PAGE EXCERPT:
Frankly, I’m not sure that at my age of sixty three I still have the chops to turn a phrase, think of a phrase as snappy or interesting as I could in my forties.  Forgetfulness alone makes a huge difference.  When I was forty and walked into a room to retrieve something, I remembered what I was there for.

Not that I was a young forty.  I was born old, or quickly got there given my childhood experiences.  But even an old forty is damn different than sixty three.  There are, however, similarities.  Then I decided to write because I had used up being a counselor.  Now because I felt finished with my time as a trial and jury consultant.  In both instances I turned to writing because the way humans act and interact is, for me, the most interesting aspect of life.  And to fictionally chronicle both is a way to express not only what I see, but how I understand it.

I’m still confident in my ability to observe and understand.  Confident about relationships.  How they work—or don’t.  Why they work—or don’t.  How groups of people function—or dysfunction.  Furthermore, age brings the gift of deeper understandings.  But at forty I never even bothered to define those talents.  I simply decided to write detective fiction, sat down, and wrote.

In those days my biggest worry was the twists and turns of a plot.  Could I create situations where readers would wonder about what was happening, but look for clues and not find the ones that were there.  (An aside—I start writing by thinking about a theme I want to explore, the natures of my ongoing and non-ongoing characters, and finally try to imagine a dénouement that ties the theme with the people—though my endings are never even close to those which I imagine before I begin.)  Back then I was still young and brash enough to push away the plot fear and plunge ahead, secure with my voice, main characters, and ability to write in a style that would hold readers.  And be pretty funny along the way while I developed interesting stories.

Now the fears are more numerous.  What will Matt Jacob sound like now that I’m 20 years older and he is older as well?  Hell, my personal voice is different, won’t his be?  My personal issues are different, won’t his be?  Can I still see the world with the same quirky eye?  Can my style be as captivating as it had been?  How will Matt’s neuroses play out now with more age and experience packed onto his life?  Mine are certainly different and, while fiction is, in fact, fiction, it’s also a reflection of a writer’s insights.  And of course there’s still that deeply felt plot fear, which has never left and I don’t expect ever will.

WHAT TO DO: Decide whether each statement agrees with the essay on writing fiction: (a) At forty, the writer remembered why they had walked into a room. (b) The writer's endings usually turn out close to what was imagined beforehand. (c) The writer expects the fear about plot to fade eventually. Answer yes or no for each, quoting the words of the essay that settle it.

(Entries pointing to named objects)

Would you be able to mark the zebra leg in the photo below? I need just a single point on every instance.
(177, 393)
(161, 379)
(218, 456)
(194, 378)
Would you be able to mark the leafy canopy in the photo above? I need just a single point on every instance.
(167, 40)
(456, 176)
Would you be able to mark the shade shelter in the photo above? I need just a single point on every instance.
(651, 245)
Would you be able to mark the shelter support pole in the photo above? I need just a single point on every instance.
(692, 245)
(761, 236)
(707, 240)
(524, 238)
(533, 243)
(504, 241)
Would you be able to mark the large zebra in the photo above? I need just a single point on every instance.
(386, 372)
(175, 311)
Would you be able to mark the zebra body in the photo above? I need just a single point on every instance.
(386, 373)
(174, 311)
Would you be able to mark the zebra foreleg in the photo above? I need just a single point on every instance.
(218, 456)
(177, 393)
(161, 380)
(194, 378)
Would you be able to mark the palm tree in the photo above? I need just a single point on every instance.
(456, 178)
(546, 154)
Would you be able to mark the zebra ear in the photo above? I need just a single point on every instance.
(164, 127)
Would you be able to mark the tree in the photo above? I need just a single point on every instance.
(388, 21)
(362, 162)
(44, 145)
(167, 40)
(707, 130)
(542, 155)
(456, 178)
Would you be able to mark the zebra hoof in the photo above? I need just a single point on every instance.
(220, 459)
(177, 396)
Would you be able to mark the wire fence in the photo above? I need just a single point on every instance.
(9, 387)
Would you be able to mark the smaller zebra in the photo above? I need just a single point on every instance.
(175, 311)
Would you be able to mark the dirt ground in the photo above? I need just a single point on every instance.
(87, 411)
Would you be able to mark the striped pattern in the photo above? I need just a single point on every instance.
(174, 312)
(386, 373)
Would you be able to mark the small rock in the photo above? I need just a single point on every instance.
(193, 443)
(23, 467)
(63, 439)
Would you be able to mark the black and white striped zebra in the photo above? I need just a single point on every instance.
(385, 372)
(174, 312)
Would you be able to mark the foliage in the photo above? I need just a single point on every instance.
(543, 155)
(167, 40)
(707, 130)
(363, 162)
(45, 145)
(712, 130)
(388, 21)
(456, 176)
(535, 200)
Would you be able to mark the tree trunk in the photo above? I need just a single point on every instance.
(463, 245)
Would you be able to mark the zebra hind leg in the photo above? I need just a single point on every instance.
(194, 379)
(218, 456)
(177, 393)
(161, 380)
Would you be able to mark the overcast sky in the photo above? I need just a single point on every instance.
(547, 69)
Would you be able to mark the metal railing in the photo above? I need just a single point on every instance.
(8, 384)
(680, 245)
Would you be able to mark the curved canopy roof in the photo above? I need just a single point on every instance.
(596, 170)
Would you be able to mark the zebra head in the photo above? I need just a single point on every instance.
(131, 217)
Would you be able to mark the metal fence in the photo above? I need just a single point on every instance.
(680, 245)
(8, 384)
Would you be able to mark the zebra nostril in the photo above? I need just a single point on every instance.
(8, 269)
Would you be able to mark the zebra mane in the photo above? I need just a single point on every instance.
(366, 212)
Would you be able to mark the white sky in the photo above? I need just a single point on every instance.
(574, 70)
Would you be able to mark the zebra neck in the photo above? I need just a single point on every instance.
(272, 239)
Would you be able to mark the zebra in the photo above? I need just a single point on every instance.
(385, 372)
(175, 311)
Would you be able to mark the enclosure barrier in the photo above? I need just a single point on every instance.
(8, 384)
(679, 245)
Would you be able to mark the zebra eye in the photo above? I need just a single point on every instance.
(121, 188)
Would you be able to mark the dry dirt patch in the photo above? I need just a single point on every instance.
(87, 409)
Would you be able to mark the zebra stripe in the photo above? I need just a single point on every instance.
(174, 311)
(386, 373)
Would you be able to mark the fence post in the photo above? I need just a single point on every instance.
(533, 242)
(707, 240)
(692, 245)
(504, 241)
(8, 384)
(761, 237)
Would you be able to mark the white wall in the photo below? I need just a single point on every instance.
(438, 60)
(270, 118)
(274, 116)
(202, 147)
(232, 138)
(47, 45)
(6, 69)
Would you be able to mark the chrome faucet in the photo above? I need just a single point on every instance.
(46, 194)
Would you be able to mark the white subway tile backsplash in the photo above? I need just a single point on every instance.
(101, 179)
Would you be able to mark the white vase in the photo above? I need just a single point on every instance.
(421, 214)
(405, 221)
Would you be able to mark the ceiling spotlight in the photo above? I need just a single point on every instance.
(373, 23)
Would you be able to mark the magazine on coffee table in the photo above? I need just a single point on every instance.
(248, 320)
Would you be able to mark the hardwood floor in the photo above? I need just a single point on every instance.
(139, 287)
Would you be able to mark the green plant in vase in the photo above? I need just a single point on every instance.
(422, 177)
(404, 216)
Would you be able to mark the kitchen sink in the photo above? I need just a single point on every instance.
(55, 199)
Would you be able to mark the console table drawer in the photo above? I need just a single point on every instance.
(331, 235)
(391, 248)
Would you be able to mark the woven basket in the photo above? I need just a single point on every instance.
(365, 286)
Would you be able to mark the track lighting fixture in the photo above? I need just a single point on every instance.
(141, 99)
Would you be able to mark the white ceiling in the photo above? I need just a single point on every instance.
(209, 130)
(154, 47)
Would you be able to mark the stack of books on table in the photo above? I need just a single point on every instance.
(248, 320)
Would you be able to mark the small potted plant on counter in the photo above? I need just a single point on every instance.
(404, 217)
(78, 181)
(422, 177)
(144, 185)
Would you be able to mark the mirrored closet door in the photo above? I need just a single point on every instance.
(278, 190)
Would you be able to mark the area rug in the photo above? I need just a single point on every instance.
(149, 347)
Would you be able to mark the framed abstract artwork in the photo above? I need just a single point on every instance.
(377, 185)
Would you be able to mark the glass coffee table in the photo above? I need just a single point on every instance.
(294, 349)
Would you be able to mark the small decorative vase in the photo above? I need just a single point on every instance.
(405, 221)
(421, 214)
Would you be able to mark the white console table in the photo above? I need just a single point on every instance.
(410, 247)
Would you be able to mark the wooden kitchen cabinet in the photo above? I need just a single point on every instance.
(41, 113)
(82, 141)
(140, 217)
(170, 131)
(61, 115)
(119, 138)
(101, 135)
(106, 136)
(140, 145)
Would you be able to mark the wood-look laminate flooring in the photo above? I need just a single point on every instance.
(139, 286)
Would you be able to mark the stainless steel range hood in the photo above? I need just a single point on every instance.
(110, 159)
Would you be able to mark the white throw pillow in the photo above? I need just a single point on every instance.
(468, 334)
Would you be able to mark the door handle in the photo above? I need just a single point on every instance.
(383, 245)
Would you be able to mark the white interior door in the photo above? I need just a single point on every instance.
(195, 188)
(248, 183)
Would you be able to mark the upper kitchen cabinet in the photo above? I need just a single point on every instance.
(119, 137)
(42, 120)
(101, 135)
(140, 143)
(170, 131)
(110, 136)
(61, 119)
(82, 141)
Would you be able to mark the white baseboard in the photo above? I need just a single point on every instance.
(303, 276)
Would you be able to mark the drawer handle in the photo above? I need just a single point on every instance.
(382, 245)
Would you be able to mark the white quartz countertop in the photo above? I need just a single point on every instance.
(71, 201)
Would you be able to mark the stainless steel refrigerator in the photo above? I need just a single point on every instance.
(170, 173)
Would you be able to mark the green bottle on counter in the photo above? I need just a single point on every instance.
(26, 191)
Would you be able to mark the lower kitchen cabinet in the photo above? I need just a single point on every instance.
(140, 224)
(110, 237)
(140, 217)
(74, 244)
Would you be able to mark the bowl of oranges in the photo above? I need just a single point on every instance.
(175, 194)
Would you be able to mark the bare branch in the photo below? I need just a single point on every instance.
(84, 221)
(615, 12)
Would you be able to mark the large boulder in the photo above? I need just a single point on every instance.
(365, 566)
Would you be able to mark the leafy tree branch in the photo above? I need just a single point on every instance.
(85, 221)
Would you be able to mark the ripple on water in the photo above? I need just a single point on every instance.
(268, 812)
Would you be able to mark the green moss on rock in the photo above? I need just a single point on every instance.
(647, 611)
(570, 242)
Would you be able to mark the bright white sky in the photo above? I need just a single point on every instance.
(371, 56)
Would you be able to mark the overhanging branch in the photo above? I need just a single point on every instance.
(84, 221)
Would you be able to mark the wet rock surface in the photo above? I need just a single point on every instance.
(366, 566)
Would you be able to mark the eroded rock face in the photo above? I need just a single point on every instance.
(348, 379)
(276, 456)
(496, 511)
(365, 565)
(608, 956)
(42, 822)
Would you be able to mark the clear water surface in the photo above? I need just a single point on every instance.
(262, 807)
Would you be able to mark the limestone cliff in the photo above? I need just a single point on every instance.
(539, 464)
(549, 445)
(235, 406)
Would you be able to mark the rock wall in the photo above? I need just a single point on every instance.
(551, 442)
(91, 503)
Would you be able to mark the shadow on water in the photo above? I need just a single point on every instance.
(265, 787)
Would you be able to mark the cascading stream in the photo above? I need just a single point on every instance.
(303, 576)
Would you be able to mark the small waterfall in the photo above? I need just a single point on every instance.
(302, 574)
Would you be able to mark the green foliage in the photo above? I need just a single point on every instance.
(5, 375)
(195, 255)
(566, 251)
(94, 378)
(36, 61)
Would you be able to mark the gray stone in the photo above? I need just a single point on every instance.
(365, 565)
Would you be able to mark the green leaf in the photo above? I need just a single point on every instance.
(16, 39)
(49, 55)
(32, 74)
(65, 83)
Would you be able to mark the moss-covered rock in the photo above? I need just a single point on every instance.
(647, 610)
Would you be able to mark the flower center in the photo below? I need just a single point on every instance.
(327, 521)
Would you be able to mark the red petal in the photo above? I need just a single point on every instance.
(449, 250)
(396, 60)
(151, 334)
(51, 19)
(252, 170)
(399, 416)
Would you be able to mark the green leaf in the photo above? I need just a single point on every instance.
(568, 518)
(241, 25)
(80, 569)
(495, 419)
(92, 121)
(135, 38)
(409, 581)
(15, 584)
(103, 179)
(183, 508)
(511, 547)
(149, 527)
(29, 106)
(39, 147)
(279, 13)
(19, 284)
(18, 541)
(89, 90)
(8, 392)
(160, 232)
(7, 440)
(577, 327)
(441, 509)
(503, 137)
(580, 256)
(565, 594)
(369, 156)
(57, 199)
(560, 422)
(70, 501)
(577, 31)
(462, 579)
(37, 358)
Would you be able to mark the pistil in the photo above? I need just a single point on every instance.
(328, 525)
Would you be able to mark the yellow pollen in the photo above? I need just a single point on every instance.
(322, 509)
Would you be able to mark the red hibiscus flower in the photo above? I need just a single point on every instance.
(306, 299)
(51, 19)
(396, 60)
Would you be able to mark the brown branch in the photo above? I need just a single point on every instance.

FINISHED EXERCISE:
(a) Yes: "When I was forty and walked into a room to retrieve something, I remembered what I was there for."
(b) No: "my endings are never even close to those which I imagine before I begin."
(c) No: "which has never left and I don’t expect ever will."